-- START --

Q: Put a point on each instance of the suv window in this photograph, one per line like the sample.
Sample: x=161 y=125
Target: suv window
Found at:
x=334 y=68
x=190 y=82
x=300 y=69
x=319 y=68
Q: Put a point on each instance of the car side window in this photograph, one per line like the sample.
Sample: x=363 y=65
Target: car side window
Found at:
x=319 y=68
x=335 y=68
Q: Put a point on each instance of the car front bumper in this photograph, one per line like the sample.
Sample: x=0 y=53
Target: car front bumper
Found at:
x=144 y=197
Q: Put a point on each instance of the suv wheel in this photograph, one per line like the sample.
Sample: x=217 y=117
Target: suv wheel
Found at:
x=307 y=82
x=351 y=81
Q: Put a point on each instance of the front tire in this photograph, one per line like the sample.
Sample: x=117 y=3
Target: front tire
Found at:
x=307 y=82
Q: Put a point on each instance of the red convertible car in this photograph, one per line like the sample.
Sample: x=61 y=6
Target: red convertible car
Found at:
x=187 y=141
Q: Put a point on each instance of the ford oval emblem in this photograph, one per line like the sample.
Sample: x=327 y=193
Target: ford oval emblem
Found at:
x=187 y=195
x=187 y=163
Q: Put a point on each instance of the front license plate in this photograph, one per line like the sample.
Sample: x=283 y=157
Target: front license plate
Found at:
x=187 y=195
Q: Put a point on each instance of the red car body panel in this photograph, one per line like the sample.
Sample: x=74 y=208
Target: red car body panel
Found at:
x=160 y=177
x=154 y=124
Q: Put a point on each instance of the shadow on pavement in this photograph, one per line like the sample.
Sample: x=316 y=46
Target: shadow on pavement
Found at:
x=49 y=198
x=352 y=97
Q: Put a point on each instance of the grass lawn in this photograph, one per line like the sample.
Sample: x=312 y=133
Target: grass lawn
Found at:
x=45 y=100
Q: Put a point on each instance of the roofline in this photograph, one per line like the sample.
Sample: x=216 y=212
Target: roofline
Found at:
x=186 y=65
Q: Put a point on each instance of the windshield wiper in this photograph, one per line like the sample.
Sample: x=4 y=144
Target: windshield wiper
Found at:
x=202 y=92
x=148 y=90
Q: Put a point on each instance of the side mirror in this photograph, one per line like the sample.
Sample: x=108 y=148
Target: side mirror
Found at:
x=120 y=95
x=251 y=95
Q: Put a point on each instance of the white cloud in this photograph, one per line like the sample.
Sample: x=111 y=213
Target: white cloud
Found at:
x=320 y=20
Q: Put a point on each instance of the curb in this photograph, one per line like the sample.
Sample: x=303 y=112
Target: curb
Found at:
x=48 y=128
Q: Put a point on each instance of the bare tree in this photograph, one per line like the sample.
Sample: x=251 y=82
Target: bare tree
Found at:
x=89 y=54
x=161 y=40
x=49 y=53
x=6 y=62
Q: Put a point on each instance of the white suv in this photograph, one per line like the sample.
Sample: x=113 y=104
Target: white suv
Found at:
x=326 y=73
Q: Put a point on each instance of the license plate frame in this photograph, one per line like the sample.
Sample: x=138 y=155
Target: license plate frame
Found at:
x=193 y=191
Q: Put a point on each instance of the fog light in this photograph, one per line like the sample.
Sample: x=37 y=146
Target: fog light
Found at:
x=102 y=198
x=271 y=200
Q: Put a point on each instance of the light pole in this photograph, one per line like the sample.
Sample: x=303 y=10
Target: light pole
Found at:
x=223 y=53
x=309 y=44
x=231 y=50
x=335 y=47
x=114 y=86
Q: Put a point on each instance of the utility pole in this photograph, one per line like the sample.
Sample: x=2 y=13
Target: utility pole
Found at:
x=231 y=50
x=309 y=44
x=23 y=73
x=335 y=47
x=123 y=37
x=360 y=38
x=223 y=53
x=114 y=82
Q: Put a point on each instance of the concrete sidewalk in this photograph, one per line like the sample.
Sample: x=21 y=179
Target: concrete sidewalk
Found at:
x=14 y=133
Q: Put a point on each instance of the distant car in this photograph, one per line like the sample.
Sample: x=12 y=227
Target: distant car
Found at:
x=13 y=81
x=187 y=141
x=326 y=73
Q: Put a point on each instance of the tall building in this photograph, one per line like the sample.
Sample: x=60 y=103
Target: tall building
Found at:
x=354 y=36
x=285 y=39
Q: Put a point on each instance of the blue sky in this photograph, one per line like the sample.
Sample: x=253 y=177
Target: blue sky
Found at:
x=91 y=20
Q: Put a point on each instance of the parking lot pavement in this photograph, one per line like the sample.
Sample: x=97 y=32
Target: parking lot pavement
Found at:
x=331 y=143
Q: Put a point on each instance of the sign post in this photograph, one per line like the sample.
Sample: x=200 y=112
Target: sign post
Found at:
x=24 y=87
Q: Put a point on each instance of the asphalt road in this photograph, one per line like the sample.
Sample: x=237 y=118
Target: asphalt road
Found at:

-- END --

Goal of the exercise:
Rewrite the rows above as a numbered list, from the line containing "Q: Put a point on each instance of the tall" through the last line, inclusive, and leave out any blank lines.

Solution to this exercise:
1. Q: Put a point on each instance of the tall building in this photograph, one per line like the sample.
2. Sample: x=60 y=103
3. Target: tall building
4. Found at:
5. x=354 y=36
6. x=285 y=39
7. Q: Put a point on each instance of the blue sky in this photograph, one per line like the sample.
8. Sample: x=253 y=177
9. Target: blue sky
10. Found at:
11. x=91 y=20
12. Q: Put a point on each instance of the parking lot pavement in this photograph, one per line like the sample.
13. Sample: x=97 y=32
14. Target: parking lot pavement
15. Found at:
16. x=331 y=143
17. Q: Put a point on each instance of the sign post in this photograph, one per line like the sample.
18. Sample: x=200 y=112
19. Target: sign post
20. Found at:
21. x=24 y=87
22. Q: Put a point on each instance of the asphalt road in this photograph, one per line like the sample.
23. Sample: x=237 y=118
24. Target: asphalt road
25. Found at:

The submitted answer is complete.